* [Brontekst]:
....

Art.26.(NOTA : Opgeheven wat betreft de bepalingen aangaande de medische huizen bij <BESL 2009-06-04/20, art. 96,12°, 006; Inwerkingtreding : 31-12-2009>)
(Binnen de grenzen van de begrotingskredieten wordt het subsidiëringskader vastgesteld overeenkomstig het voorschrift van artikel 16 van dit besluit.) <BESL 2003-12-04/72, art. 9, 002; Inwerkingtreding : 01-01-2003>
Het personeel dat op 1 januari 2002 in functie is en niet beschikt over de in bijlage III NM bedoelde bekwaamheden blijft subsidieerbaar in de functie die het op die datum bekleedde.
Art.27.(NOTA : Opgeheven wat betreft de bepalingen aangaande de medische huizen bij <BESL 2009-06-04/20, art. 96,12°, 006; Inwerkingtreding : 31-12-2009>)
De subsidie betreffende de werkingskosten wordt geplafonneerd op 326 753 BEF. (8.100 euro ).
(Deze subsidie wordt geïndexeerd en dus jaarlijks op 1 januari aangepast rekening houdend met de index van de consumptieprijzen bedoeld in hoofdstuk II van het koninklijk besluit van 24 december 1993 houdende uitvoering van de wet van 6 januari 1989 tot vrijwaring van 's lands concurrentievermogen, hierna de gezondheidsindex genoemd, volgens de formule : Basisbedrag x gezondheidsindex van december van het voorgaande jaar ----------------------------------------------------- Gezondheidsindex van december 2000
) <BESL 2003-12-04/72, art. 10, 002; Inwerkingtreding : 01-01-2003>
Art.28.(NOTA : Opgeheven wat betreft de bepalingen aangaande de medische huizen bij <BESL 2009-06-04/20, art. 96,12°, 006; Inwerkingtreding : 31-12-2009>)

....

* [Gegevens]:
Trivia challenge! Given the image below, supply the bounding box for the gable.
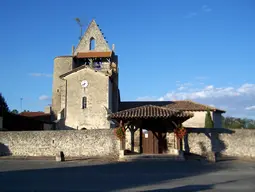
[74,20,110,55]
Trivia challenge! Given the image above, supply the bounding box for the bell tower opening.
[89,37,96,51]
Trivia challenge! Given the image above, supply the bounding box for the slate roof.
[119,100,225,113]
[110,105,193,119]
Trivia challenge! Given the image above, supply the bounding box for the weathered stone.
[0,129,120,158]
[56,151,65,162]
[206,152,216,163]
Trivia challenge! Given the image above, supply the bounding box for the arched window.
[89,37,96,50]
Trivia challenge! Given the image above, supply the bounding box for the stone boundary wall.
[183,129,255,158]
[0,129,120,158]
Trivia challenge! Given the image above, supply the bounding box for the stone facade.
[52,20,119,130]
[52,56,73,119]
[74,20,110,55]
[183,129,255,158]
[64,68,112,129]
[0,129,120,158]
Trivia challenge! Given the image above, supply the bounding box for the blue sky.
[0,0,255,118]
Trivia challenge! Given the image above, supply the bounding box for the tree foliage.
[11,109,19,114]
[205,110,214,128]
[0,93,9,115]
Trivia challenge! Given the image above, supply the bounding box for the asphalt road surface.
[0,160,255,192]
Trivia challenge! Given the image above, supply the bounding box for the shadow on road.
[0,159,229,191]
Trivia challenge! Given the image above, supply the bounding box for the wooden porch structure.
[110,105,193,154]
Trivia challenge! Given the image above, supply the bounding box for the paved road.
[0,160,255,192]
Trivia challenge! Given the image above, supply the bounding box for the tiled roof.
[110,105,193,119]
[119,100,225,113]
[75,51,112,58]
[20,111,50,117]
[165,100,225,112]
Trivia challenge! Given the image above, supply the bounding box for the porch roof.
[110,105,193,120]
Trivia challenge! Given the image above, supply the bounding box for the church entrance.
[141,129,167,154]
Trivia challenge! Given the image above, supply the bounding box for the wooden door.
[142,131,159,154]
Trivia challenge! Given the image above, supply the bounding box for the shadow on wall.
[0,143,12,156]
[184,128,234,158]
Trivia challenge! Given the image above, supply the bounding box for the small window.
[81,97,87,109]
[89,37,96,50]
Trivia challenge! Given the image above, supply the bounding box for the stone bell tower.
[52,20,120,129]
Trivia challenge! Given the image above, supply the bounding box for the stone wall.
[74,20,110,55]
[0,129,120,157]
[183,111,222,128]
[184,129,255,158]
[65,67,110,129]
[52,56,73,118]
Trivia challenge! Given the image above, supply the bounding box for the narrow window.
[81,97,87,109]
[89,37,96,50]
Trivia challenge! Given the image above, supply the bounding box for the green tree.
[11,109,19,114]
[205,110,214,128]
[0,93,9,115]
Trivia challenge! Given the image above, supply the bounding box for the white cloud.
[202,5,212,12]
[245,105,255,110]
[185,12,197,19]
[136,83,255,118]
[29,73,52,77]
[39,95,51,101]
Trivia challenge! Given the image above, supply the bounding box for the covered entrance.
[142,129,167,154]
[110,105,193,154]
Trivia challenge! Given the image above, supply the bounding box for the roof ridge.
[185,100,216,110]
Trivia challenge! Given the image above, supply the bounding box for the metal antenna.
[20,98,23,112]
[75,17,83,40]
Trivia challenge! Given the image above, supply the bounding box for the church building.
[51,20,225,130]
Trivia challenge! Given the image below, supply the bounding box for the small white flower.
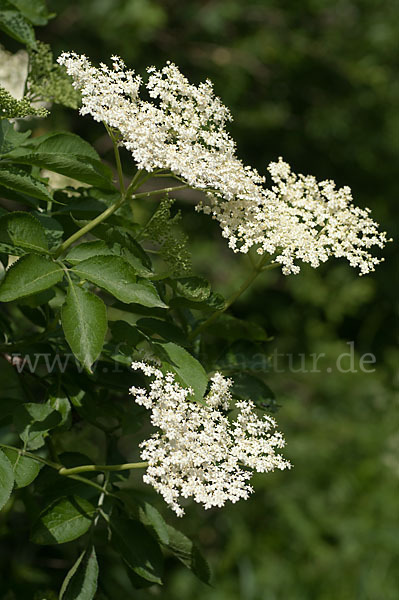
[58,53,387,275]
[130,362,291,516]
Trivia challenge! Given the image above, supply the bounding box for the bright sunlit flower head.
[130,362,291,516]
[58,53,387,275]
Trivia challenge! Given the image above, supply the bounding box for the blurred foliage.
[0,0,399,600]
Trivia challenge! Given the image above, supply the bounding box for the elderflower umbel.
[130,362,291,516]
[58,52,387,274]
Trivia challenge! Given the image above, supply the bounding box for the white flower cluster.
[58,53,387,274]
[130,362,291,516]
[0,46,29,100]
[206,158,387,275]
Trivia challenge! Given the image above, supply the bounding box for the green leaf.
[0,165,53,202]
[111,517,163,583]
[0,0,36,48]
[3,448,42,488]
[0,356,25,408]
[0,211,48,252]
[61,282,107,371]
[109,321,145,349]
[11,0,55,25]
[31,496,96,545]
[139,502,169,545]
[72,256,136,304]
[34,211,64,248]
[209,315,270,342]
[66,240,118,265]
[0,254,64,302]
[0,119,31,154]
[48,395,72,429]
[136,317,187,345]
[0,450,14,510]
[67,240,152,277]
[166,525,211,584]
[14,402,62,450]
[154,342,208,401]
[169,292,225,312]
[72,256,166,308]
[59,546,98,600]
[7,133,114,190]
[170,277,211,302]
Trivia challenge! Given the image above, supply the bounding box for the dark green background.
[1,0,399,600]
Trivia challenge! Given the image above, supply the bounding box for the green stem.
[58,462,148,477]
[0,444,117,498]
[189,254,280,340]
[53,183,189,258]
[111,135,125,195]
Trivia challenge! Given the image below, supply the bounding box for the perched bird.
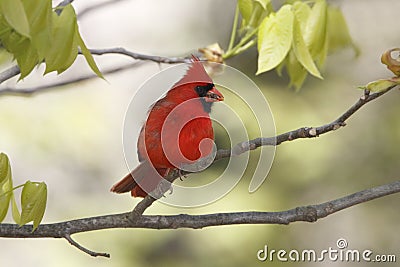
[111,56,224,197]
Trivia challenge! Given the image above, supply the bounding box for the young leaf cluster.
[0,0,102,79]
[0,153,47,230]
[223,0,358,88]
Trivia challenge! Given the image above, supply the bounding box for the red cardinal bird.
[111,56,224,197]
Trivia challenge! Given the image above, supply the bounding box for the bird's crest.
[174,55,212,87]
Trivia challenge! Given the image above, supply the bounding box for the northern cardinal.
[110,56,224,197]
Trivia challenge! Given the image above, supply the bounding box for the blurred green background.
[0,0,400,267]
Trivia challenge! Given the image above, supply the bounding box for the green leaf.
[0,0,30,37]
[327,6,360,56]
[76,31,104,79]
[238,0,253,22]
[45,4,77,74]
[256,5,294,74]
[304,0,327,58]
[0,153,11,184]
[286,50,307,90]
[11,194,21,225]
[293,18,322,79]
[255,0,271,10]
[20,181,47,230]
[14,39,39,80]
[360,78,400,93]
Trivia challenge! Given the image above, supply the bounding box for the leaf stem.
[228,3,239,51]
[0,184,25,197]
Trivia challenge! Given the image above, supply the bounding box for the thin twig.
[0,181,400,257]
[132,86,396,217]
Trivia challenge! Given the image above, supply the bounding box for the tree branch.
[0,181,400,257]
[132,85,396,217]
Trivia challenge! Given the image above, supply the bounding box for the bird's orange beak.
[205,86,224,102]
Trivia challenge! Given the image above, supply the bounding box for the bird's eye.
[194,83,214,97]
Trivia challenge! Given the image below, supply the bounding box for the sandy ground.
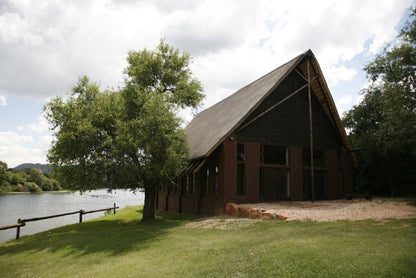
[187,199,416,229]
[243,199,416,222]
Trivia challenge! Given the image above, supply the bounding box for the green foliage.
[0,161,62,194]
[45,41,204,219]
[0,161,7,185]
[0,207,416,277]
[25,182,42,193]
[344,9,416,195]
[27,168,44,186]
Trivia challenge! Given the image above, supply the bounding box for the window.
[186,175,192,193]
[205,166,209,195]
[302,148,326,167]
[192,174,196,193]
[237,143,246,161]
[260,167,290,201]
[262,145,289,165]
[237,164,246,195]
[213,166,218,195]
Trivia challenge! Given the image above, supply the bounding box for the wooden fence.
[0,203,119,239]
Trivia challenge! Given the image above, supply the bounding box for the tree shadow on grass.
[0,209,203,256]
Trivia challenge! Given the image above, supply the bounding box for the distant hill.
[13,163,52,174]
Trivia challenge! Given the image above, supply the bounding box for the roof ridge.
[196,49,313,118]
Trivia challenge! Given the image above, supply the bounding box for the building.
[157,50,355,214]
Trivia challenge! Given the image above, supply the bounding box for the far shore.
[0,190,72,196]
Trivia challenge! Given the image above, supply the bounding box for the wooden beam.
[236,76,318,132]
[307,57,315,202]
[193,157,208,174]
[295,69,308,82]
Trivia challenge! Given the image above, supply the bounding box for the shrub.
[13,183,27,192]
[25,182,42,193]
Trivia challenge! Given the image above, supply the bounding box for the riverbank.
[0,189,144,242]
[0,190,73,196]
[0,207,416,277]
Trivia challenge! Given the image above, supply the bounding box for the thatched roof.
[185,50,351,160]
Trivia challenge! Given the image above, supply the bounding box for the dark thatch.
[185,50,351,160]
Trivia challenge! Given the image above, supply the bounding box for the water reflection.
[0,189,144,242]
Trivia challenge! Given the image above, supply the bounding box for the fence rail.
[0,203,119,239]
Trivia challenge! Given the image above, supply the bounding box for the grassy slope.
[0,207,416,277]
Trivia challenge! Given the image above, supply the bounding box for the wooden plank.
[20,211,79,222]
[0,223,26,231]
[82,207,119,214]
[307,57,315,202]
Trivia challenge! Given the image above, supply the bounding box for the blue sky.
[0,0,413,167]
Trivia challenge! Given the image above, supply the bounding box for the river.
[0,189,144,242]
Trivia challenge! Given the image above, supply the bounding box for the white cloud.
[0,0,412,165]
[0,0,411,103]
[0,96,7,106]
[0,131,51,167]
[17,113,49,135]
[336,95,352,116]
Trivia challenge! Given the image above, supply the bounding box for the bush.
[25,182,42,193]
[13,184,27,192]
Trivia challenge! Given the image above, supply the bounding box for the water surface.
[0,189,144,242]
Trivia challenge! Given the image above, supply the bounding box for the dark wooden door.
[260,167,290,201]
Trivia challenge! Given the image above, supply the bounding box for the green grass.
[0,207,416,277]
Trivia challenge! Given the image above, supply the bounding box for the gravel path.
[240,199,416,222]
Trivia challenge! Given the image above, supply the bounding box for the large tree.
[344,9,416,195]
[45,41,203,220]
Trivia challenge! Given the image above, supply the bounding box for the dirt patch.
[240,199,416,222]
[185,215,260,230]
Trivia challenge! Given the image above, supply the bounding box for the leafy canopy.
[45,40,204,219]
[344,9,416,195]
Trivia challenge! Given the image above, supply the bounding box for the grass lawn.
[0,207,416,277]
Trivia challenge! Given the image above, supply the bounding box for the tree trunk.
[142,185,156,221]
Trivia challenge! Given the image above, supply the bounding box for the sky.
[0,0,414,167]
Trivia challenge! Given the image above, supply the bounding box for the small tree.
[344,9,416,195]
[27,168,44,187]
[45,41,203,220]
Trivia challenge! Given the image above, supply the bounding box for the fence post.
[16,218,22,239]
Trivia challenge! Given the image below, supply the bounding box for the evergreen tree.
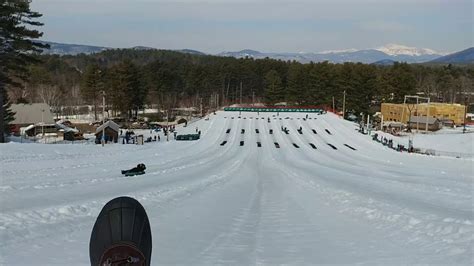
[0,90,15,134]
[265,70,284,104]
[108,60,148,118]
[0,0,47,143]
[81,64,103,120]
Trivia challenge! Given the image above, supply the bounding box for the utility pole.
[342,90,346,119]
[332,96,336,112]
[41,109,44,138]
[240,81,242,104]
[199,97,202,117]
[102,91,105,147]
[462,96,468,133]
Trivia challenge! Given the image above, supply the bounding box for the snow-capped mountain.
[40,42,470,64]
[217,45,442,64]
[375,43,444,56]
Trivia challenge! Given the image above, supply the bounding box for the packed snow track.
[0,112,474,265]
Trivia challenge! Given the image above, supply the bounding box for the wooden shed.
[95,120,120,143]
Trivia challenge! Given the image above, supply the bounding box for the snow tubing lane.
[328,143,337,150]
[344,144,357,151]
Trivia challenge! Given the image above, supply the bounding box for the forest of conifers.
[6,49,474,118]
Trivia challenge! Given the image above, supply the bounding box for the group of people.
[372,133,413,152]
[120,130,137,144]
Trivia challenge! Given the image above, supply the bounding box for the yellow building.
[381,103,465,125]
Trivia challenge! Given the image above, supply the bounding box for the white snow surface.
[0,112,474,265]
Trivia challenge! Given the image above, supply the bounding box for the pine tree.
[81,64,103,120]
[0,0,48,143]
[0,90,15,134]
[265,70,284,104]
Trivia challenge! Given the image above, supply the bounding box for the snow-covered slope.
[0,112,474,265]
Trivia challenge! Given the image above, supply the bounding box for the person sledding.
[122,163,146,176]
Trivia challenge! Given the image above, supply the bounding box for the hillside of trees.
[9,49,474,119]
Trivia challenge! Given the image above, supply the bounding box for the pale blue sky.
[32,0,474,53]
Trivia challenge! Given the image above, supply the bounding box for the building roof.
[95,120,120,134]
[410,116,439,125]
[11,103,54,125]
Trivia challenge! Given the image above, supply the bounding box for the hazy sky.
[32,0,474,53]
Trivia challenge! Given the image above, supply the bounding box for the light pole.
[102,91,105,147]
[41,109,44,138]
[462,96,467,133]
[342,90,346,119]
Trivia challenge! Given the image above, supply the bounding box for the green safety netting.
[176,134,200,140]
[224,107,324,113]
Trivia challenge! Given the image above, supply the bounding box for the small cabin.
[95,120,120,143]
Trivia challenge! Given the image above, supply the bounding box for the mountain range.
[39,42,474,65]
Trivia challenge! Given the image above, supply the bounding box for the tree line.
[12,49,474,120]
[0,0,474,143]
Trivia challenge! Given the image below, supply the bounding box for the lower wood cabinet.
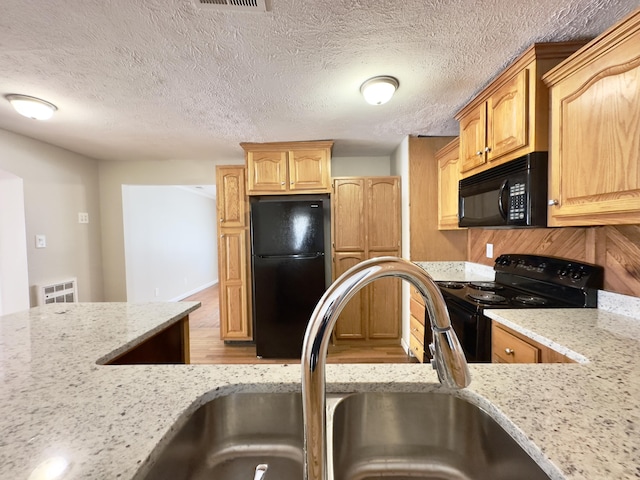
[409,286,430,363]
[491,321,575,363]
[216,165,253,342]
[218,228,252,341]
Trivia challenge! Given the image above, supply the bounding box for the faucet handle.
[253,463,269,480]
[429,326,471,389]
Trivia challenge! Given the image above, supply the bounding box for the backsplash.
[467,225,640,297]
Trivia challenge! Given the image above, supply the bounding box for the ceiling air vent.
[195,0,267,12]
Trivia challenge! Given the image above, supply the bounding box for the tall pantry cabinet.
[331,177,401,344]
[216,165,253,341]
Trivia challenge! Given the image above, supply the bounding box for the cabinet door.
[487,69,529,161]
[333,252,368,340]
[218,228,251,340]
[247,150,287,194]
[491,325,540,363]
[366,177,401,252]
[364,249,402,343]
[460,103,487,172]
[289,150,331,192]
[331,177,366,252]
[216,166,246,228]
[549,31,640,227]
[436,139,460,230]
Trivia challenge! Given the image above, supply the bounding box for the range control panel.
[494,254,604,289]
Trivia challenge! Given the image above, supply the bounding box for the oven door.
[425,295,491,363]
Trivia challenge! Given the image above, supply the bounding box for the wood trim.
[240,140,333,151]
[454,41,585,120]
[542,9,640,87]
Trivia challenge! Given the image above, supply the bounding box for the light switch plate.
[36,235,47,248]
[487,243,493,258]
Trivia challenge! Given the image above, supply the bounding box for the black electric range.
[425,254,604,362]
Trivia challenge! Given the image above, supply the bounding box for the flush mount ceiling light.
[5,93,58,120]
[360,76,400,105]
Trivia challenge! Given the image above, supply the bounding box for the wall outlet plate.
[36,235,47,248]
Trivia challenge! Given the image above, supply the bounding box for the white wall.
[122,185,218,302]
[0,128,103,306]
[99,157,244,302]
[331,157,395,177]
[0,170,29,315]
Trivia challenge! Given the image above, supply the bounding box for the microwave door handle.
[498,180,509,220]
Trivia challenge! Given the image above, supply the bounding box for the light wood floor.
[185,285,415,364]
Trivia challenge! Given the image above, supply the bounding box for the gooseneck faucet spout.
[302,257,471,480]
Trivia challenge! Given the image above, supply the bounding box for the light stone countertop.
[0,262,640,480]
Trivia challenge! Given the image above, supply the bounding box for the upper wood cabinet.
[331,177,366,252]
[331,177,401,344]
[216,165,247,227]
[366,177,400,251]
[544,10,640,227]
[456,42,584,177]
[436,138,460,230]
[240,142,333,195]
[216,165,253,341]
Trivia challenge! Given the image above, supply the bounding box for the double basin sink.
[135,392,549,480]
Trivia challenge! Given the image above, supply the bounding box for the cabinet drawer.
[409,335,424,363]
[409,315,424,342]
[491,327,540,363]
[411,286,424,307]
[409,297,425,325]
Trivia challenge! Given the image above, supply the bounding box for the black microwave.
[458,152,548,228]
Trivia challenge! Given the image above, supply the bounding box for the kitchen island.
[0,272,640,480]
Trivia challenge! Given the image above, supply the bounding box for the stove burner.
[467,292,507,305]
[436,282,464,290]
[469,282,504,290]
[513,295,547,305]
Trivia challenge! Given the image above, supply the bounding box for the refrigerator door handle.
[254,252,324,258]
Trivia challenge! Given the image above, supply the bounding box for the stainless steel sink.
[332,393,549,480]
[135,393,304,480]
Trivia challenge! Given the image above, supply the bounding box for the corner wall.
[99,157,244,302]
[0,130,103,306]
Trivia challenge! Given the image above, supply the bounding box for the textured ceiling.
[0,0,640,161]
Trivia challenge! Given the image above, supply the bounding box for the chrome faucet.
[302,257,471,480]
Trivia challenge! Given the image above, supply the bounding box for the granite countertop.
[0,262,640,480]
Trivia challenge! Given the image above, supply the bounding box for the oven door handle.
[498,180,509,220]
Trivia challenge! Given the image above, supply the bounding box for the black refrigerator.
[251,195,329,358]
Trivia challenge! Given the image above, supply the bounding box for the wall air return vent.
[36,278,78,305]
[195,0,267,12]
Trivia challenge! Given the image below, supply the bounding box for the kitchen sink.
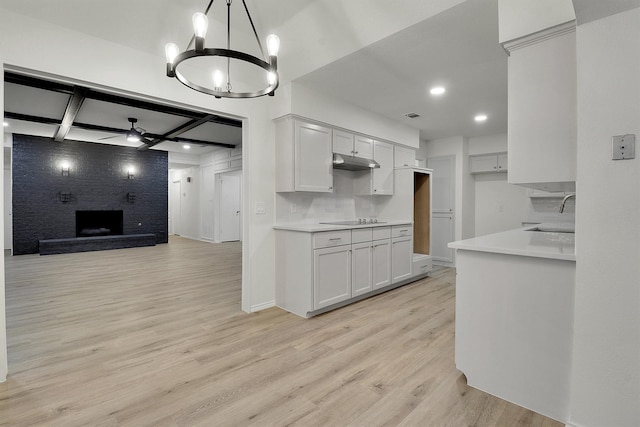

....

* [Opdracht]:
Beantwoord op basis van de brontekst:
1. Op welk bedrag in euro wordt de subsidie voor de werkingskosten geplafonneerd?
2. Welk personeel blijft subsidieerbaar in de functie die het op 1 januari 2002 bekleedde?
3. Op welke datum wordt de geïndexeerde subsidie elk jaar aangepast?

* [Oplossing]:
1. 8.100 euro.
2. Het personeel dat op 1 januari 2002 in functie is en niet beschikt over de in bijlage III NM bedoelde bekwaamheden.
3. Op 1 januari.